That a Trade Union should not be responsible for its torts or that a shareholder should have but a strictly limited liability for the enterprise in which he invests, may appear common sense to the ordinary mind. Nevertheless a stable society reposes on the general responsibility of individual citizens for their acts. The industrial conflict of to-day shows some recognition of all this. There are tendencies towards giving even the unskilled workers in joint stock enterprise some share both of profits and management, and this may even extend so far as to relegate the capitalist to the position of a debenture holder. Obviously, however, such a result would weaken the hold of the Trade Unions in so far as it promoted peaceful co-operation between capital and labour, and it would support the old-fashioned alliance between English law and individual liberty. Strikes do not occur in the legal profession because its position is established. The Trade Union of the future may very possibly be no more obviously militant than the Bar Council of the Law Society.

The successful working of smaller enterprises may often be more efficiently conducted by the machinery of limited partnership as provided by the Limited Partnership Act, 1907. The machinery of the Act has been neglected by solicitors who are too indolent to study it and by laymen who enjoy the pompous verbosity of a memorandum and articles of association; but in time to come it should be extensively adopted.

Provided data
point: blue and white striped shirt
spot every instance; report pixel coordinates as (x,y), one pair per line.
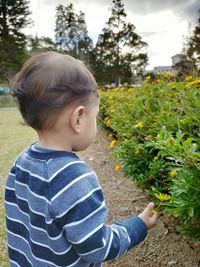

What needs to be done
From the passage on Trade Unions and limited partnership, list every effect that it says giving unskilled workers a share of profits and management may or would have.

Result for this task
- It may relegate the capitalist to the position of a debenture holder.
- It would weaken the hold of the Trade Unions, in so far as it promoted peaceful co-operation between capital and labour.
- It would support the old-fashioned alliance between English law and individual liberty.